Extracted records
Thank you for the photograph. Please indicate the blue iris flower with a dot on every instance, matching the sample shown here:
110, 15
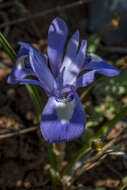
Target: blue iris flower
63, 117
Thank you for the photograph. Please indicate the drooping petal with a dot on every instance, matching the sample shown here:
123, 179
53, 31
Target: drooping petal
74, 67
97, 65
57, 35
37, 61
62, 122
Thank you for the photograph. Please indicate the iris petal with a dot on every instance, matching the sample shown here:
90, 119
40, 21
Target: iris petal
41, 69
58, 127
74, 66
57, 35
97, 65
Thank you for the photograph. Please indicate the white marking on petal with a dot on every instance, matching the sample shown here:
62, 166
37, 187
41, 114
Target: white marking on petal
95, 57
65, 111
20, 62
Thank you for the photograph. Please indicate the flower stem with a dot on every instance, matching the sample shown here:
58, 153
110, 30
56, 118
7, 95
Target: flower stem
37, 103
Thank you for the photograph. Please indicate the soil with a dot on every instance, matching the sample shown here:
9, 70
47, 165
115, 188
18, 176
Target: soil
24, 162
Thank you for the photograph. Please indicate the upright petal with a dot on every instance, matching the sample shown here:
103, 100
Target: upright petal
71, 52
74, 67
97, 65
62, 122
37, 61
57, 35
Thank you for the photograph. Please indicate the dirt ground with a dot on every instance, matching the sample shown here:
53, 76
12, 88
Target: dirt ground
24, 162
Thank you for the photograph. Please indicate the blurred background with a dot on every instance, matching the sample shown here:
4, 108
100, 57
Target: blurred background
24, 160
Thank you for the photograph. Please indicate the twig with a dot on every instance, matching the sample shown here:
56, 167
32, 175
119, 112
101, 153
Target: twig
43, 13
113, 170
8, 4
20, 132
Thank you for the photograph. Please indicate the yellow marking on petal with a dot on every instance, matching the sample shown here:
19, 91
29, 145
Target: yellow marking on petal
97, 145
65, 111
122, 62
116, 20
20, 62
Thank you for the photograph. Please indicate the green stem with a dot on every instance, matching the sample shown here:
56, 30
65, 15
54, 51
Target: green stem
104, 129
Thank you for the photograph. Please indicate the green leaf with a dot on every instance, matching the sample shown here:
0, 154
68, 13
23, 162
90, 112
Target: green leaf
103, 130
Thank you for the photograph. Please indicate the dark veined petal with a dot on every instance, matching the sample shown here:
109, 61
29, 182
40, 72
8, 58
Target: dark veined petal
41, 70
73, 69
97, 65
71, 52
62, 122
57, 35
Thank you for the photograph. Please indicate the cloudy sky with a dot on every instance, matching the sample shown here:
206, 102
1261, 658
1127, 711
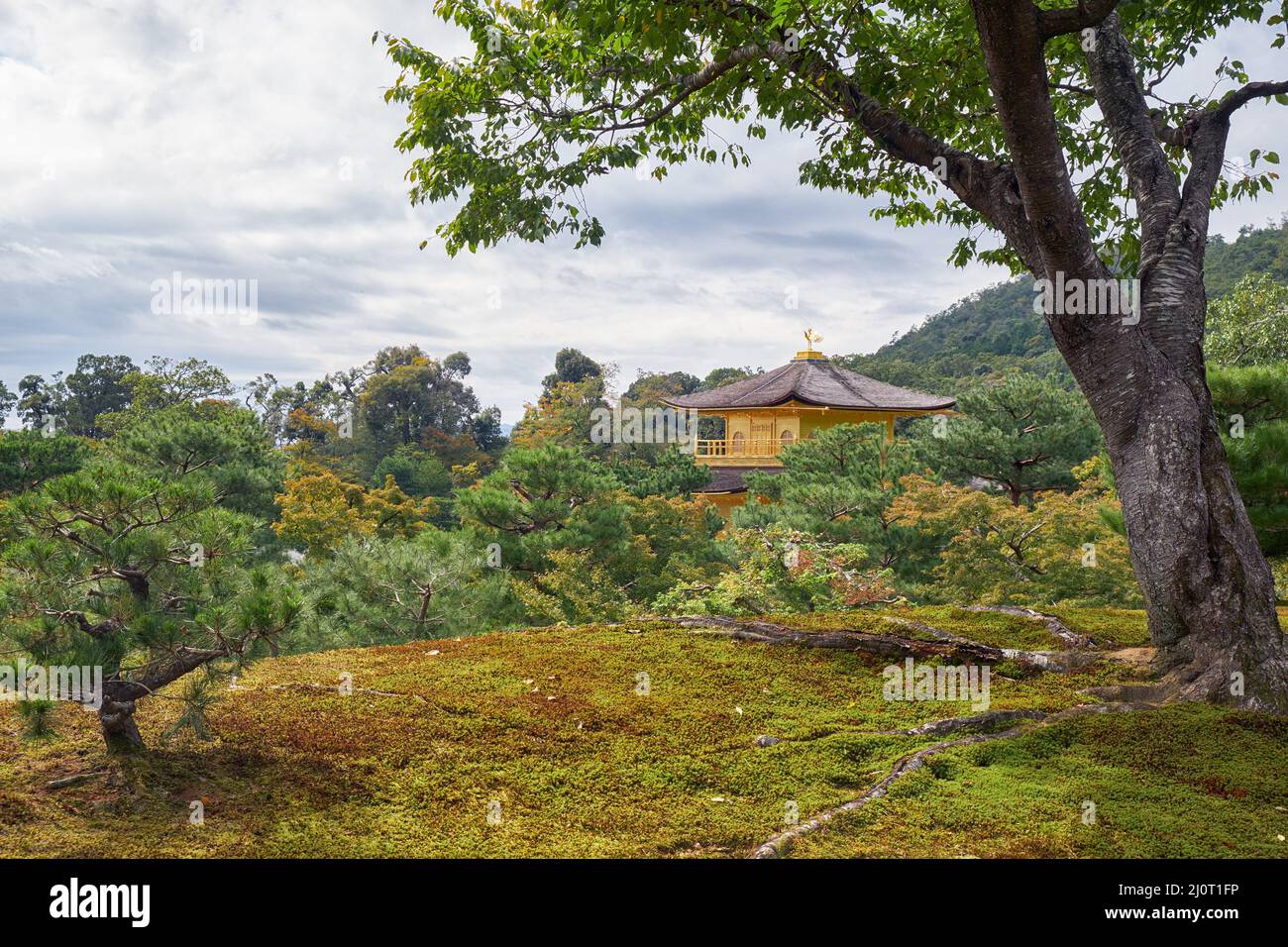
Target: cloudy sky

WHAT YOU SHOULD DO: Only the lines from the one that contains "Thank you for the photograph. Please indicate the green leaf" to the end of the records, inclusive, are to be quoted exactly, with pictures excluded.

SOLUTION TO THIS TASK:
Thank you for the photograph. Please indicate the green leaf with a dot on every instance, matching the sample shown here:
0, 154
68, 13
23, 162
90, 112
Target: green leaf
103, 130
Thank you for the photograph. Please indicate the dark veined petal with a dot on every instance, matching the sample shown here:
109, 61
29, 182
40, 72
8, 58
Target: dark veined petal
41, 70
73, 69
97, 65
71, 52
62, 122
57, 35
Thank you for the photograph. Please indicate the cloudy sky with a dot on every instance, matching the sample shown here:
206, 102
1261, 658
1127, 711
Target: cloudy sky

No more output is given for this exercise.